# GIVEN RECORDS
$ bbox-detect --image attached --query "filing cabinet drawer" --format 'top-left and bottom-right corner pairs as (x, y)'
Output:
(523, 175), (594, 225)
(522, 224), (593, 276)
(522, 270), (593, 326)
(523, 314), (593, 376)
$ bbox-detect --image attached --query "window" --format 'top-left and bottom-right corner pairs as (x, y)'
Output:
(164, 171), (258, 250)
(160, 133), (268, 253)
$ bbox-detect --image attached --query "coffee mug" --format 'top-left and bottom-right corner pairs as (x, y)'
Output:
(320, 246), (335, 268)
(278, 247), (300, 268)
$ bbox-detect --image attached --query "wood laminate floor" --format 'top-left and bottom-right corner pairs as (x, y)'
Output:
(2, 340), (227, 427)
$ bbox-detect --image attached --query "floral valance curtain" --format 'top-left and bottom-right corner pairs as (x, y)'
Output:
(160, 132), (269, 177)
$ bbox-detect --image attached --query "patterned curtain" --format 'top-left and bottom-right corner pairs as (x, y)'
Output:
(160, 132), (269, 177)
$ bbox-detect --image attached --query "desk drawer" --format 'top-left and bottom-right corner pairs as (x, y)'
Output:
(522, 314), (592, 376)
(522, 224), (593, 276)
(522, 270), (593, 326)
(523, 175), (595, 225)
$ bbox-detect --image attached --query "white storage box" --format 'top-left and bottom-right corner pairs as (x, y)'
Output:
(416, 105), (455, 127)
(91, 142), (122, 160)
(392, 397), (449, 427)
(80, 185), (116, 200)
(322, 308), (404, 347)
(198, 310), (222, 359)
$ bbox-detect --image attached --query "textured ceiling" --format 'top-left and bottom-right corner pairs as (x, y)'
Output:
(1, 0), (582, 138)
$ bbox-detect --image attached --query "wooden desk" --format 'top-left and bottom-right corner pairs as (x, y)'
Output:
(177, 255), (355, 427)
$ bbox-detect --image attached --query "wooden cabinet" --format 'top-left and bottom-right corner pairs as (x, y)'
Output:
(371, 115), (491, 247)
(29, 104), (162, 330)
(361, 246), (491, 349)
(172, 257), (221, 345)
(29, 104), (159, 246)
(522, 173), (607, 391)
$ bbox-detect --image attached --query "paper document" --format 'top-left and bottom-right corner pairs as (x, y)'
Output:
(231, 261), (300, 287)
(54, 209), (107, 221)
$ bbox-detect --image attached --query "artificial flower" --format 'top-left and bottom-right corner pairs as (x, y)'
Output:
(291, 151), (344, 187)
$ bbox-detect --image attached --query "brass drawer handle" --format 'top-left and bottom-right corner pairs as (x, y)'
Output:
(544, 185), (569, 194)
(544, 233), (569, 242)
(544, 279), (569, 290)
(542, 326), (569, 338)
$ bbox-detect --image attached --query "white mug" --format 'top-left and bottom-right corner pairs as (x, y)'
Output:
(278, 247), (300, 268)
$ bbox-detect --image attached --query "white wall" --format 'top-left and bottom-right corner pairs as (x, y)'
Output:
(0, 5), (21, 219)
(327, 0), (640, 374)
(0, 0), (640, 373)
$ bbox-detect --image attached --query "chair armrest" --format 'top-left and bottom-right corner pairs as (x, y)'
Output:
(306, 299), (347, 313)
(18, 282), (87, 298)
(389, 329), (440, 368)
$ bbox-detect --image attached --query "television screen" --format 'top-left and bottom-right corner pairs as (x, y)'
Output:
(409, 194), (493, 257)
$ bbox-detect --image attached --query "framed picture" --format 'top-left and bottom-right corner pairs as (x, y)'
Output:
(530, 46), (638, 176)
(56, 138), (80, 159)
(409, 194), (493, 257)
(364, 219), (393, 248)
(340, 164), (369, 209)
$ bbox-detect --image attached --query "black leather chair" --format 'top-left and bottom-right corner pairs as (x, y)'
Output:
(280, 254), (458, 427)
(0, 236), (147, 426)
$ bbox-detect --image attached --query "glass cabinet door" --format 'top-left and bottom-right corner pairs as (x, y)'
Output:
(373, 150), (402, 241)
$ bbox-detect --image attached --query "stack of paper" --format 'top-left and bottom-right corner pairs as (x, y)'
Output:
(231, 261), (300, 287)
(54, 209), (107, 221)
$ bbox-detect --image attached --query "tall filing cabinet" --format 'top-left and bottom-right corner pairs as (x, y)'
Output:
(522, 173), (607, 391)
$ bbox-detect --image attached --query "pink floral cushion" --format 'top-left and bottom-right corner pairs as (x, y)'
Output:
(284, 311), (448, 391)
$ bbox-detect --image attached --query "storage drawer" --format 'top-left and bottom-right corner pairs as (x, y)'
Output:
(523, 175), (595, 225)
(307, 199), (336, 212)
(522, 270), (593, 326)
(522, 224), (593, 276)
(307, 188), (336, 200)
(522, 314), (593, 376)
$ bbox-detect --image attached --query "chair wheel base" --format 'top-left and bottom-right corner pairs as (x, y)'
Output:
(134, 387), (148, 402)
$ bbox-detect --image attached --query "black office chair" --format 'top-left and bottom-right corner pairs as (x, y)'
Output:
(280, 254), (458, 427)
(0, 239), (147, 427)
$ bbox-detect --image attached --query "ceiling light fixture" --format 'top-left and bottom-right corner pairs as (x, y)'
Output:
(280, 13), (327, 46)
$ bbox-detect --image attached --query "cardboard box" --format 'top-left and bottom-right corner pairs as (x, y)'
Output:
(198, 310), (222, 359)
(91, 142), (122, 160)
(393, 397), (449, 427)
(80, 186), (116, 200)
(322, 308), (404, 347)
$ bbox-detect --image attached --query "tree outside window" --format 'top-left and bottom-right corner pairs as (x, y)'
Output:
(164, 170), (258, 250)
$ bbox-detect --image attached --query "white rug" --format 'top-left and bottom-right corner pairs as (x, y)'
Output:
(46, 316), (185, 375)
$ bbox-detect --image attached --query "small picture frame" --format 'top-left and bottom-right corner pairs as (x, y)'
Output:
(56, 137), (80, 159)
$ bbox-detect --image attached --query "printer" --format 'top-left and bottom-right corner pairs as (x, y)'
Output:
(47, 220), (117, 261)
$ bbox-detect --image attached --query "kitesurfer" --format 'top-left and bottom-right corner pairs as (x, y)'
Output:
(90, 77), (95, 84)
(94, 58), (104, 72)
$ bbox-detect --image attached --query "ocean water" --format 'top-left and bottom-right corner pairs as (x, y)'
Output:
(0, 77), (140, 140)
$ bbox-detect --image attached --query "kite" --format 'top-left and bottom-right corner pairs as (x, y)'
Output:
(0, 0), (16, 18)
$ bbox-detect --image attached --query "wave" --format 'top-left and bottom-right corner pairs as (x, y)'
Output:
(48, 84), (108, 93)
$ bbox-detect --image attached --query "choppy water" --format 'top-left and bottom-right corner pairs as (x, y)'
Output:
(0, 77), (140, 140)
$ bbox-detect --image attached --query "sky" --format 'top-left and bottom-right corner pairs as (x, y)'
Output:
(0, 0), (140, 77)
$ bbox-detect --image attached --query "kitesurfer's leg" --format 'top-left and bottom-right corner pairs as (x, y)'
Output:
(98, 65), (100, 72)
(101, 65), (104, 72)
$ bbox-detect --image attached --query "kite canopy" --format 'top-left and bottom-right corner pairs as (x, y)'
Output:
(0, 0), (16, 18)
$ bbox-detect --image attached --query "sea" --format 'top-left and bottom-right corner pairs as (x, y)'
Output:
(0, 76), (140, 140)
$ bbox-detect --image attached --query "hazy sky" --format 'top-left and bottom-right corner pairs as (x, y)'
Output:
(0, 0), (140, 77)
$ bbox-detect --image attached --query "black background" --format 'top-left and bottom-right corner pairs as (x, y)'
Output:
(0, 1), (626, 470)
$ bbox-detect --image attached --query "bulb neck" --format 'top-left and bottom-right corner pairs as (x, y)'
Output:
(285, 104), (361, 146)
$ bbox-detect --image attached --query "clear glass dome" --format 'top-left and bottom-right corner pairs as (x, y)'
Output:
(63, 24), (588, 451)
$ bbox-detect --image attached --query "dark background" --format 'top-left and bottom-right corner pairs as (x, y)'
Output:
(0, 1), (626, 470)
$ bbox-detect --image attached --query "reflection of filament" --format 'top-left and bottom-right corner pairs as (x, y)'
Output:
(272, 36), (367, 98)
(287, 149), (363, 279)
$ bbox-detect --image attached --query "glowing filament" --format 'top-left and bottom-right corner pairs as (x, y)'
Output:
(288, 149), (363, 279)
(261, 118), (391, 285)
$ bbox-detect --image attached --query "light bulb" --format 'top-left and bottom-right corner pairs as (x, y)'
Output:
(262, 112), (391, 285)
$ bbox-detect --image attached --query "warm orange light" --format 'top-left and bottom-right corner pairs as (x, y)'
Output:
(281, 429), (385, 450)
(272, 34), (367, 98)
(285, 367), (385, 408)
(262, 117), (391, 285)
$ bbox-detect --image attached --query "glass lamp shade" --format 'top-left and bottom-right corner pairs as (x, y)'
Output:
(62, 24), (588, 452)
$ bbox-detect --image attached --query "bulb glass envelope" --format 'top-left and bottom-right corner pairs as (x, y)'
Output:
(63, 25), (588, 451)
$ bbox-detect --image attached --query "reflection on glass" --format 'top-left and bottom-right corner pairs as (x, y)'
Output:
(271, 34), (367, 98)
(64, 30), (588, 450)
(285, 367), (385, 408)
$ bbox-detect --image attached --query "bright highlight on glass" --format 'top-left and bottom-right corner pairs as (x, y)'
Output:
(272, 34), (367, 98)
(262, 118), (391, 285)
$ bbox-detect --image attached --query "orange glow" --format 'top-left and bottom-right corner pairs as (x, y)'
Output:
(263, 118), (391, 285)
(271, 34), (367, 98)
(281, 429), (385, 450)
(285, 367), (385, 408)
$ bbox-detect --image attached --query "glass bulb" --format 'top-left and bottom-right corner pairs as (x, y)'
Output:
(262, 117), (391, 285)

* * *

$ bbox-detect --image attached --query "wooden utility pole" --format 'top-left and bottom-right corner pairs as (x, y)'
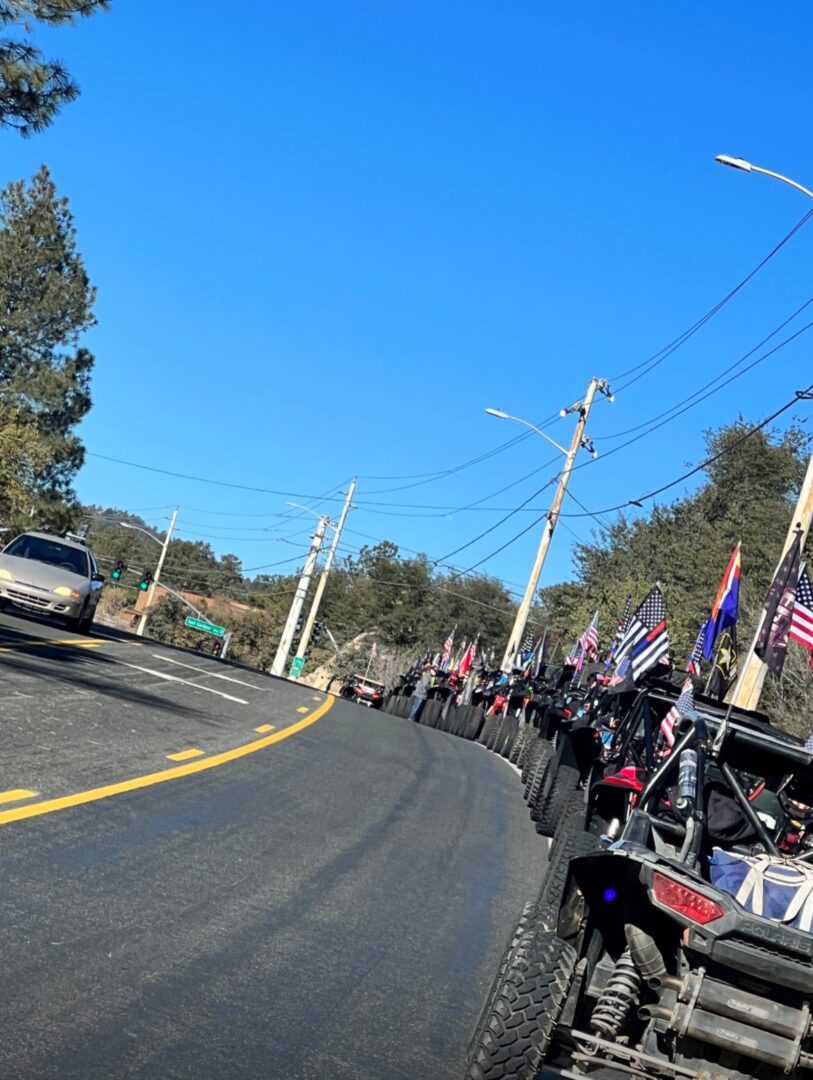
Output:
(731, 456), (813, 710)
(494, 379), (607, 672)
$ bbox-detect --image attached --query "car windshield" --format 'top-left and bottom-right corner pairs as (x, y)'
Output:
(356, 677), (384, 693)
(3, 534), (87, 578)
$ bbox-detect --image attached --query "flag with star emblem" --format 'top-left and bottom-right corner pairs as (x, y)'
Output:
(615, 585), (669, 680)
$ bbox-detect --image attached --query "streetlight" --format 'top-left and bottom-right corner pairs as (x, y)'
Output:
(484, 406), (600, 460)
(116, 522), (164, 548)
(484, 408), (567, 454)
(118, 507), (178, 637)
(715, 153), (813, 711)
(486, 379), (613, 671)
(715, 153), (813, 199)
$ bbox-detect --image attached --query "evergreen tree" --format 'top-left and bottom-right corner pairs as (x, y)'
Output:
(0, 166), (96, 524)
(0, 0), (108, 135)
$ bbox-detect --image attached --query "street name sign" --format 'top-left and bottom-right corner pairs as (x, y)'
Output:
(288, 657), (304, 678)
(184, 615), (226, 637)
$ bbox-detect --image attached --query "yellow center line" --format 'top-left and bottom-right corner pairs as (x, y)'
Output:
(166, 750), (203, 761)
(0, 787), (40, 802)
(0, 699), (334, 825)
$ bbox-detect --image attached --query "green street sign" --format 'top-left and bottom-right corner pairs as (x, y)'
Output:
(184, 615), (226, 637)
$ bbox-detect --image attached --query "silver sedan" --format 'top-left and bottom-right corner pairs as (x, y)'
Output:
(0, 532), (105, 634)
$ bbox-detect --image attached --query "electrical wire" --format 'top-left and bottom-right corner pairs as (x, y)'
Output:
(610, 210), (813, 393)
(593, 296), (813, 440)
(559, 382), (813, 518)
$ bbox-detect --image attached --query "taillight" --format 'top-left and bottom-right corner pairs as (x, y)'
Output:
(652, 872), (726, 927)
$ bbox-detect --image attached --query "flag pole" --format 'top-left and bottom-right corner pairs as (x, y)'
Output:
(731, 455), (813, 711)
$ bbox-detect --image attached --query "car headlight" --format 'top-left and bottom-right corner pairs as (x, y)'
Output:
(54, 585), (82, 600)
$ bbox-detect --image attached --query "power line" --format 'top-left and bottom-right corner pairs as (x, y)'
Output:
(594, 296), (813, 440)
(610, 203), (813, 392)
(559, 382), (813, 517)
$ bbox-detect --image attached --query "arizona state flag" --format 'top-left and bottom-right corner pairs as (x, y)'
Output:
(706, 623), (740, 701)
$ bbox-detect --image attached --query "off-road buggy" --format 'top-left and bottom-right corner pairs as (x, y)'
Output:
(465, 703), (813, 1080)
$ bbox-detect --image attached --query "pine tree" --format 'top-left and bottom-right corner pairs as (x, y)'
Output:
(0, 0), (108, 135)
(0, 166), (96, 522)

* * *

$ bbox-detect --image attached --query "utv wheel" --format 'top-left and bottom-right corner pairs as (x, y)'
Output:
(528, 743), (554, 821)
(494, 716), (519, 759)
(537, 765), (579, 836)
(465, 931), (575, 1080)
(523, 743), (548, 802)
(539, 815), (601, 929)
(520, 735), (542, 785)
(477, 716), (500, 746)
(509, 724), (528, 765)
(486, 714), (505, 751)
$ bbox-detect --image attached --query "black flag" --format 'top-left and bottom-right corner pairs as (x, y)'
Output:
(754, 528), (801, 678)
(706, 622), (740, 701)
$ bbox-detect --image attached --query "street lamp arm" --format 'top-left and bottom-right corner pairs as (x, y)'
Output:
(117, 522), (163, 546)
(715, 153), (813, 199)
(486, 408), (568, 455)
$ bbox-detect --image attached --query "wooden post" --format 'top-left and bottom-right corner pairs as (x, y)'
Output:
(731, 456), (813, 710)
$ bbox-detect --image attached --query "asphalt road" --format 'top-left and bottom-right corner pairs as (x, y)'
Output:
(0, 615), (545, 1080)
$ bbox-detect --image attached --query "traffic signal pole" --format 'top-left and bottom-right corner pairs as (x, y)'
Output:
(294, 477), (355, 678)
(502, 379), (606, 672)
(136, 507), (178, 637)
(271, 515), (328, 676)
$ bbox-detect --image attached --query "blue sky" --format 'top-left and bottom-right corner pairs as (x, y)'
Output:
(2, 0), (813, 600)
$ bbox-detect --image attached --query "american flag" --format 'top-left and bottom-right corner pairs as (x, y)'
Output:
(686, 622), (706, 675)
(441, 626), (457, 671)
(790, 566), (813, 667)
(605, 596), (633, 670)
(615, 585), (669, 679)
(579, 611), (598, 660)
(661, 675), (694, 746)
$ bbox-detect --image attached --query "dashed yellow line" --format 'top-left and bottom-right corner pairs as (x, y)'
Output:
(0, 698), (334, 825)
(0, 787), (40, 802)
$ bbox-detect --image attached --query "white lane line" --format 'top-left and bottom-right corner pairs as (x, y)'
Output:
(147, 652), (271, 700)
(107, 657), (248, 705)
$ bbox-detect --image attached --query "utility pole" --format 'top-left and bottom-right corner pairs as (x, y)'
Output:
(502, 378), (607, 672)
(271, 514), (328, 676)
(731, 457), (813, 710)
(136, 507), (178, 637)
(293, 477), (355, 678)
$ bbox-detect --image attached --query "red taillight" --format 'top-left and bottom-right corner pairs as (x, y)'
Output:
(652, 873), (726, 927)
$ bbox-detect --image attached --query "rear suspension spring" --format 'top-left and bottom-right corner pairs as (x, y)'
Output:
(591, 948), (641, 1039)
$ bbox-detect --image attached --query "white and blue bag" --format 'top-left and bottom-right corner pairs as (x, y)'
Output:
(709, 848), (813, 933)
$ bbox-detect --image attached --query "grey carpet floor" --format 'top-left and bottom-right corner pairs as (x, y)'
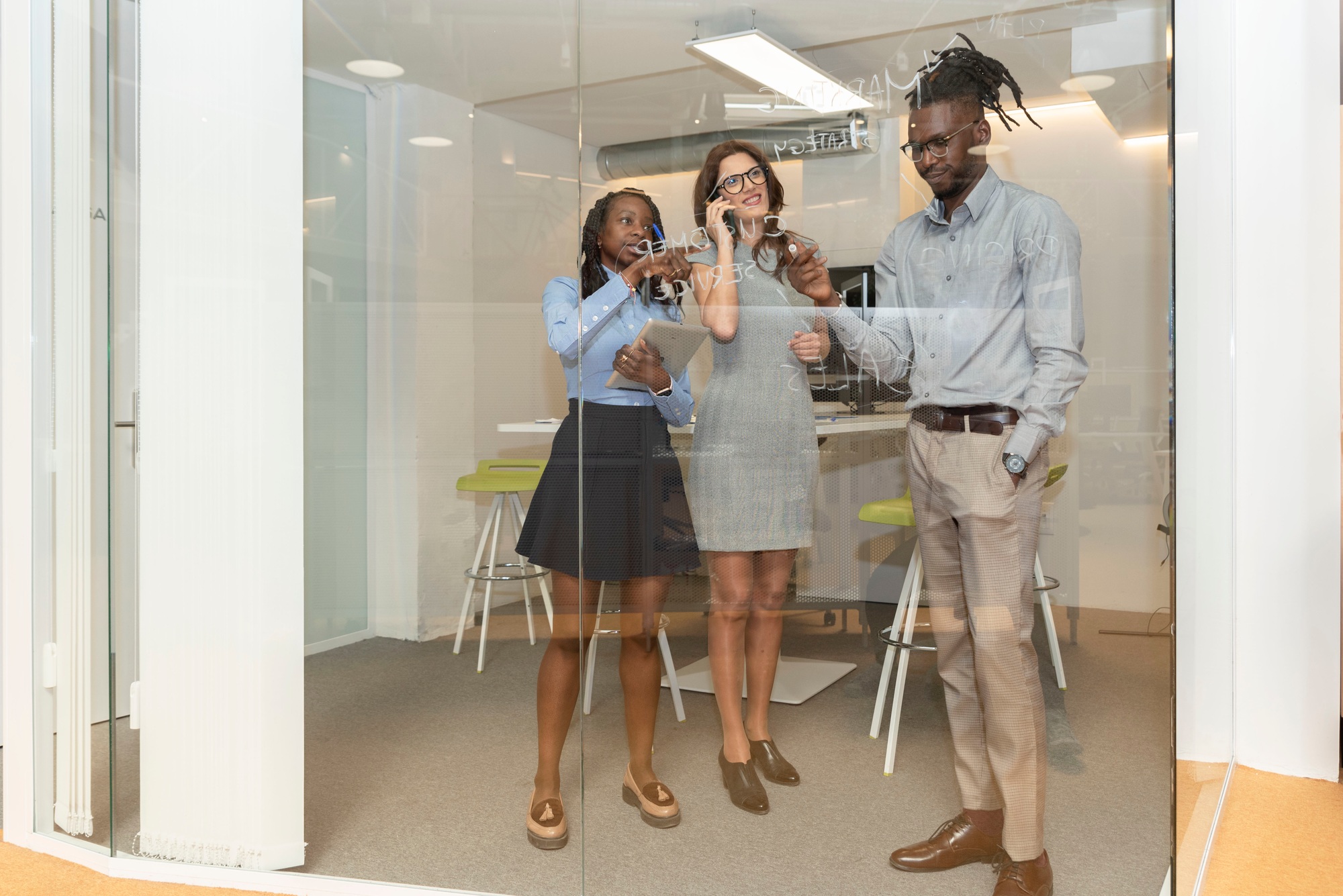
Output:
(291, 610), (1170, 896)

# AIM OF THE TASK
Extract every line from the items above that contains the word "yellow", copying each one in full.

# OUTPUT FOR THIS TASK
$ bbox-detect --image attached --query "yellow center line" --format 'top-left and bottom-right corner pairs as (x, y)'
$ bbox-detect --image attached --query "dashed yellow line" --format 'top-left and bottom-right corner pairs as (x, y)'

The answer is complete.